> **What is needed**: Repeat each line exactly as it is written.

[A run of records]
□ □ □ □ □

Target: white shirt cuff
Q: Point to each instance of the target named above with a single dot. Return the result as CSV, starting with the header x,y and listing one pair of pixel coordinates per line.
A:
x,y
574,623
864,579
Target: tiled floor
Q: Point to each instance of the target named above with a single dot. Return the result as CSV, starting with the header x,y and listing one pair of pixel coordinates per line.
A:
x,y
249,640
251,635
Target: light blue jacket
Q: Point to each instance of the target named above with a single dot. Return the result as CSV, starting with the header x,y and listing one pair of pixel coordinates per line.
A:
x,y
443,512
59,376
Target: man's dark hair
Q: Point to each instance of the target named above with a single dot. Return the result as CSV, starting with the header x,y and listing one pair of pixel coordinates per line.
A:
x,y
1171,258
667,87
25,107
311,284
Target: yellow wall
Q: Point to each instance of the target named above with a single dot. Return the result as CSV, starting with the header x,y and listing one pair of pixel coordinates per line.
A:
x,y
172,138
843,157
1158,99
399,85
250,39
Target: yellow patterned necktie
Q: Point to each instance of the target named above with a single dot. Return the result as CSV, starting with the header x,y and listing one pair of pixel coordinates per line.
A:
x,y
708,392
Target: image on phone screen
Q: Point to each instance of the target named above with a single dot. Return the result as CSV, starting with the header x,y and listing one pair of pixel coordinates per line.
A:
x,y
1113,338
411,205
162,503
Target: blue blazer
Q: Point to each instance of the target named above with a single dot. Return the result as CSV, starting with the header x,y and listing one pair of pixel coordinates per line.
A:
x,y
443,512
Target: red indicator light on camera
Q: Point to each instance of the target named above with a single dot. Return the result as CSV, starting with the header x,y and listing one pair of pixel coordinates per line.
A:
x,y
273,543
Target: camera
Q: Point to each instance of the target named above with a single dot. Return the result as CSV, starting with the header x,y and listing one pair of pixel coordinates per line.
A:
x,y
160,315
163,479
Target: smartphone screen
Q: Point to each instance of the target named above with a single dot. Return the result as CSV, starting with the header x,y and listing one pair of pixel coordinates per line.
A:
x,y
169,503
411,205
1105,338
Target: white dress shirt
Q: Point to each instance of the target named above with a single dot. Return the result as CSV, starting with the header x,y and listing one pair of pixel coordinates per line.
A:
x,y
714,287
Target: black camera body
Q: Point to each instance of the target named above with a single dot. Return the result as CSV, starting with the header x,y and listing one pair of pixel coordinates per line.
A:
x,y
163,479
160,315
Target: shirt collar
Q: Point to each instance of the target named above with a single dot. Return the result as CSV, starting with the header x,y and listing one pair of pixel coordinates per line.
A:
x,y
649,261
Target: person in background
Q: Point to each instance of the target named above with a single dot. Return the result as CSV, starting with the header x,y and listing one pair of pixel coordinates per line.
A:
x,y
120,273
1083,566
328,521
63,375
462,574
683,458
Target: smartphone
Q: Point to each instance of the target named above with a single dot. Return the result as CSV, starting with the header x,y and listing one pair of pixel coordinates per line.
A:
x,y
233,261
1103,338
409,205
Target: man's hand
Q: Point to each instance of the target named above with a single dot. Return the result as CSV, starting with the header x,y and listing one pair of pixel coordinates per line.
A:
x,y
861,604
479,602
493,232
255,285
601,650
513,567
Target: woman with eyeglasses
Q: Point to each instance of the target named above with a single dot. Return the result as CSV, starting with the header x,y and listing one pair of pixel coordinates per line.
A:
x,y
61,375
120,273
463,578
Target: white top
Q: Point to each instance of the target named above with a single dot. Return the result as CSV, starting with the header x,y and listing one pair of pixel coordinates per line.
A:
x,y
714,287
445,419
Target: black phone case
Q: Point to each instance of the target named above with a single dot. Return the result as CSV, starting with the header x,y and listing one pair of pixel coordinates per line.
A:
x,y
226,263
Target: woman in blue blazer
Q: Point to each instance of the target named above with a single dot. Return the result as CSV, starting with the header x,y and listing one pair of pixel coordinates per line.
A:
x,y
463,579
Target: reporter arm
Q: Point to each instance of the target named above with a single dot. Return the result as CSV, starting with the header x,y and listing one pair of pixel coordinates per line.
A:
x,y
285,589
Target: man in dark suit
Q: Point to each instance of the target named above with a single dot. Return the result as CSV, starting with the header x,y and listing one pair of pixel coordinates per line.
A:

□ □ □ □ □

> **Written response**:
Target: white shirt cuff
Q: Point to each instance of the target named above with a single dot. Return the result as CSV, starting with the header x,y and listing one pair of pixel coordinates per line.
A:
x,y
574,623
864,579
Target: tiled floor
Q: Point to each instance of the target named above with a single dot. Return the result as CSV, starting with the header x,y and listing one pair of pixel coordinates per line.
A:
x,y
249,640
251,635
Target: light blue jacket
Q: Point to each instance of the target named above with a single dot. Return the result as CSV, starting with the header x,y and listing one pair of pixel coordinates per line.
A:
x,y
443,512
59,376
Target: man's dark hair
Q: Point to each instance of the target named above with a single dot. Return the result as CSV, starting with the header x,y and listing one pair of pixel coordinates per line.
A:
x,y
1171,258
667,87
25,107
311,284
Target: yellow wall
Q: Point to each instance of the target named above with a single dot. Return the result as CSV, starting with the header x,y and listing one pair of pixel coordinates per line.
A:
x,y
172,138
843,157
1158,99
399,85
250,39
Target: yellow patterned necktie
Q: Point to each instance of the target named above with a single dot. Return the result as CSV, starting with the header x,y and listing one pair of pixel coordinates per line.
A:
x,y
708,392
Target: image on phone screen
Q: Point to each instance of the target named above with a single dot. Return the result as CSV, starting with the header x,y and listing one pair of pixel coordinates per line.
A:
x,y
1113,338
411,205
162,503
Target: blue blazer
Q: Point to each instance of the target named above with a single dot. Return the result as CSV, starting with the header x,y and listing one pair of pixel coordinates per line.
A:
x,y
443,512
Target: red indicator light on camera
Q: Point to each instance of the target named above with a single dot. Return the result as CSV, starting with the header x,y and listing one pair of pixel coordinates per line.
A:
x,y
273,543
Target: camera
Q: Point to each instance of the target named above with a single dot. Return the result as CSV, starting with the header x,y and listing one pair of pixel coordinates per line.
A:
x,y
160,315
163,479
Target: smartphone screen
Q: Point to each instance of the target named above with a single dot. Return the result as CSV, starting with the header x,y and listing one pair of pixel coordinates per line.
A:
x,y
169,503
411,205
1105,338
Target: white dress shirt
Q: Point to each instance of the target named above with a single dot. Return the result as CSV, starting with the header x,y and listing one pair of pixel coordinates per line.
A:
x,y
714,287
Target: black camera body
Q: Point to each instance of the target named above with a single dot. Return the result as CSV, starting with the header x,y and listing one pair of pixel coordinates per line.
A:
x,y
163,479
160,315
Target: shirt collar
Q: Point to each instance of the target named above with a single dot. Return the result as CSV, starting with the header x,y and listing one pair of pixel coordinates per line.
A:
x,y
649,261
Target: person in background
Q: Point to each instance of the target named above with a single dot. Return the result as CSV, starting with the header x,y and listing one pair of pixel coordinates per line.
A:
x,y
120,273
1083,566
328,521
63,375
462,574
683,458
Target: smartphone
Q: Point to each instance of the target named above with a single dot. Return the result as CSV, starting with the header x,y and listing one pair of pixel coordinates per line.
A:
x,y
233,261
1103,338
409,205
Target: man's hand
Q: Point to each instance of the target named above with a single dot. Return the result as CSV, starting with the header x,y and listing one pair of pixel coordinates per line.
A:
x,y
861,604
479,602
493,232
255,285
601,650
513,567
Target: woman with eyeglasses
Q: Point to each instance of the target named above with a single dot. Return the result as CSV, starting with the header x,y and listing one pair of pixel coordinates per line.
A:
x,y
61,375
120,273
463,578
Target: white top
Q: Point to each instance of the target named above with a single dot. Return the result as CSV, starting with the header x,y and listing one pair of pixel coordinates per line.
A:
x,y
714,287
445,419
Target: black phone case
Q: Point to each instance of the target named above with a single dot. Return the result as CSV, starting with the header x,y and listing one pair of pixel coordinates per line.
A:
x,y
226,263
Target: woman in blue blazer
Q: Point to each instance of the target named above with a single dot. Return the result as CSV, starting with the header x,y and listing one pair of pixel coordinates per line.
A:
x,y
463,579
Target: reporter arm
Q: Point to each instance of the target named above with a single dot. Return the result as CSV, starting with the header x,y and listing one pair of pixel coordinates per line.
A:
x,y
285,589
Target: man in dark suit
Q: Point to each instance of the target named above with a single dot. Return the result as CSV, starting with the header x,y and listing one pair of pixel coordinates per line.
A:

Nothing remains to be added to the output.